» EXERCISE
Across the records, count every line that includes "rock" and give the number by itself.

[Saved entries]

---+---

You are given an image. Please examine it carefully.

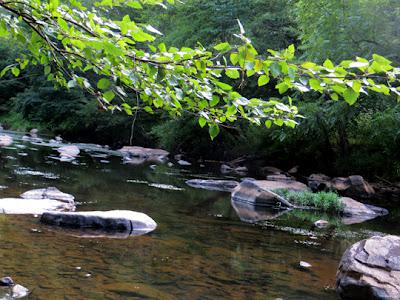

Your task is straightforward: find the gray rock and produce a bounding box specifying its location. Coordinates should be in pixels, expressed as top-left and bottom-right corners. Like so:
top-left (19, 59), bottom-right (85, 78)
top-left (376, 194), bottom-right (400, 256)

top-left (186, 179), bottom-right (239, 192)
top-left (57, 145), bottom-right (80, 159)
top-left (0, 135), bottom-right (13, 147)
top-left (308, 173), bottom-right (332, 192)
top-left (299, 261), bottom-right (312, 269)
top-left (266, 174), bottom-right (295, 181)
top-left (340, 197), bottom-right (388, 225)
top-left (231, 179), bottom-right (301, 208)
top-left (332, 175), bottom-right (375, 199)
top-left (0, 277), bottom-right (13, 286)
top-left (20, 187), bottom-right (75, 204)
top-left (177, 160), bottom-right (192, 166)
top-left (0, 198), bottom-right (75, 214)
top-left (336, 235), bottom-right (400, 300)
top-left (119, 146), bottom-right (169, 160)
top-left (314, 219), bottom-right (330, 229)
top-left (11, 284), bottom-right (30, 298)
top-left (40, 210), bottom-right (157, 235)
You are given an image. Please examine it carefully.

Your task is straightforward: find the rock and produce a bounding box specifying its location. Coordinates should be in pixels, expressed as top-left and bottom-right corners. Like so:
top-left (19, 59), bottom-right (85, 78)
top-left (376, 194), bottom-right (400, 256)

top-left (261, 166), bottom-right (284, 175)
top-left (0, 277), bottom-right (13, 286)
top-left (40, 210), bottom-right (157, 235)
top-left (288, 165), bottom-right (299, 174)
top-left (308, 173), bottom-right (332, 192)
top-left (29, 128), bottom-right (38, 135)
top-left (266, 174), bottom-right (295, 181)
top-left (231, 179), bottom-right (299, 208)
top-left (0, 198), bottom-right (75, 214)
top-left (221, 164), bottom-right (248, 175)
top-left (177, 160), bottom-right (191, 166)
top-left (20, 187), bottom-right (75, 204)
top-left (0, 135), bottom-right (13, 147)
top-left (299, 261), bottom-right (312, 269)
top-left (186, 179), bottom-right (239, 192)
top-left (332, 175), bottom-right (375, 199)
top-left (314, 219), bottom-right (330, 229)
top-left (119, 146), bottom-right (169, 160)
top-left (336, 235), bottom-right (400, 300)
top-left (231, 199), bottom-right (288, 223)
top-left (11, 284), bottom-right (30, 298)
top-left (340, 197), bottom-right (388, 225)
top-left (57, 145), bottom-right (80, 159)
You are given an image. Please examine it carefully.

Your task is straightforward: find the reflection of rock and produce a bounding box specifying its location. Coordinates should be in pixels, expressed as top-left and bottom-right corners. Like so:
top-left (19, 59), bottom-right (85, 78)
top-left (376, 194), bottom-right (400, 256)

top-left (232, 179), bottom-right (297, 208)
top-left (119, 146), bottom-right (169, 160)
top-left (47, 227), bottom-right (142, 239)
top-left (0, 135), bottom-right (13, 147)
top-left (340, 197), bottom-right (388, 225)
top-left (186, 179), bottom-right (239, 192)
top-left (231, 199), bottom-right (288, 223)
top-left (336, 235), bottom-right (400, 300)
top-left (20, 187), bottom-right (75, 204)
top-left (0, 198), bottom-right (75, 214)
top-left (57, 145), bottom-right (80, 160)
top-left (40, 210), bottom-right (157, 235)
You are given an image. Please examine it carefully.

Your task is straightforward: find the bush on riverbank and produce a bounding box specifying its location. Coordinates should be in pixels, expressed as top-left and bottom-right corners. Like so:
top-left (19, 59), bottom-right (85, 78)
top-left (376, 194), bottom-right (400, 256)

top-left (274, 189), bottom-right (343, 213)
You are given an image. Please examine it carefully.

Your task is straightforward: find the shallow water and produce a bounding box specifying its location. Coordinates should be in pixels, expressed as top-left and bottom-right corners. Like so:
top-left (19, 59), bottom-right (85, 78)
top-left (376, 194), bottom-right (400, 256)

top-left (0, 131), bottom-right (398, 299)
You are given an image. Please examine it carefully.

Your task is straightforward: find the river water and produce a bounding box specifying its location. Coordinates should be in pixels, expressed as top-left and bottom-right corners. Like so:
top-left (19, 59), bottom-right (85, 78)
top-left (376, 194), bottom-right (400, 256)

top-left (0, 131), bottom-right (398, 299)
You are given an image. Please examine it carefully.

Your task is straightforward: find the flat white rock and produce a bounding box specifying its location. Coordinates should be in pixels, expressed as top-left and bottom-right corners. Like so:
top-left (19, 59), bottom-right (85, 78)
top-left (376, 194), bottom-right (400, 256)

top-left (0, 198), bottom-right (75, 214)
top-left (20, 187), bottom-right (75, 204)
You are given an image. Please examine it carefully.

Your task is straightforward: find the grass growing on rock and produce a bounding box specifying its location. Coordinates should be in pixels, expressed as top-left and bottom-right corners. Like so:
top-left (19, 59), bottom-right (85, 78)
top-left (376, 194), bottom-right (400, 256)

top-left (273, 189), bottom-right (344, 213)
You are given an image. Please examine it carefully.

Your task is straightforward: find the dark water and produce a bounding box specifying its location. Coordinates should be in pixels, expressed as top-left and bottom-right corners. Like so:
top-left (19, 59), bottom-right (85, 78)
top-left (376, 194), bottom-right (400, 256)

top-left (0, 132), bottom-right (398, 300)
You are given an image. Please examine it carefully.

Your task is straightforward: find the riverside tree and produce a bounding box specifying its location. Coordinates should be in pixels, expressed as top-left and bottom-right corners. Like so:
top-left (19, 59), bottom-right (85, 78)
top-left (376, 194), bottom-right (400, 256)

top-left (0, 0), bottom-right (398, 139)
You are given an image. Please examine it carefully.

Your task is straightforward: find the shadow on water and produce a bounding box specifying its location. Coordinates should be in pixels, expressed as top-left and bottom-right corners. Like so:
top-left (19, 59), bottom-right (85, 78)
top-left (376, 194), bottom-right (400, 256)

top-left (0, 131), bottom-right (397, 299)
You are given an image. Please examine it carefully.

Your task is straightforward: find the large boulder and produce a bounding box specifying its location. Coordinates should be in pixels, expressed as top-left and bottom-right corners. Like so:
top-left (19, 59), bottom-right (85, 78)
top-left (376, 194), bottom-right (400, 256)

top-left (40, 210), bottom-right (157, 235)
top-left (308, 173), bottom-right (333, 192)
top-left (231, 179), bottom-right (306, 208)
top-left (0, 198), bottom-right (75, 214)
top-left (340, 197), bottom-right (388, 225)
top-left (119, 146), bottom-right (169, 160)
top-left (336, 235), bottom-right (400, 300)
top-left (332, 175), bottom-right (375, 199)
top-left (186, 179), bottom-right (239, 192)
top-left (20, 187), bottom-right (75, 204)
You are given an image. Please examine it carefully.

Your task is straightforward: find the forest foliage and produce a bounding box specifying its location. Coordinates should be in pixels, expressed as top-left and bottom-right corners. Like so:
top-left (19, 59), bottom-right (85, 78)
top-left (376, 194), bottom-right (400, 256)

top-left (0, 0), bottom-right (399, 178)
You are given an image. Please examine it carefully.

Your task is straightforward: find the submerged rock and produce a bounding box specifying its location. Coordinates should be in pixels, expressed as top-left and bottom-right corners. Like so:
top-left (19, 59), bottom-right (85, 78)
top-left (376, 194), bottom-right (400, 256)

top-left (0, 198), bottom-right (74, 214)
top-left (0, 135), bottom-right (13, 147)
top-left (340, 197), bottom-right (388, 225)
top-left (40, 210), bottom-right (157, 235)
top-left (231, 179), bottom-right (299, 208)
top-left (336, 235), bottom-right (400, 300)
top-left (20, 187), bottom-right (75, 204)
top-left (186, 179), bottom-right (239, 192)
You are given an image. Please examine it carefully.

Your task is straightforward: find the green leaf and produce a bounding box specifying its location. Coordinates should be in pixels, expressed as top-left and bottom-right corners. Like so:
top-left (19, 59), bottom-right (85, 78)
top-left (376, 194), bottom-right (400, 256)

top-left (343, 88), bottom-right (359, 105)
top-left (11, 67), bottom-right (20, 77)
top-left (214, 42), bottom-right (231, 53)
top-left (225, 69), bottom-right (240, 79)
top-left (209, 124), bottom-right (220, 140)
top-left (257, 75), bottom-right (270, 86)
top-left (103, 90), bottom-right (115, 101)
top-left (198, 117), bottom-right (207, 128)
top-left (230, 53), bottom-right (239, 65)
top-left (97, 78), bottom-right (111, 90)
top-left (265, 120), bottom-right (272, 128)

---+---

» TASK RESPONSE
6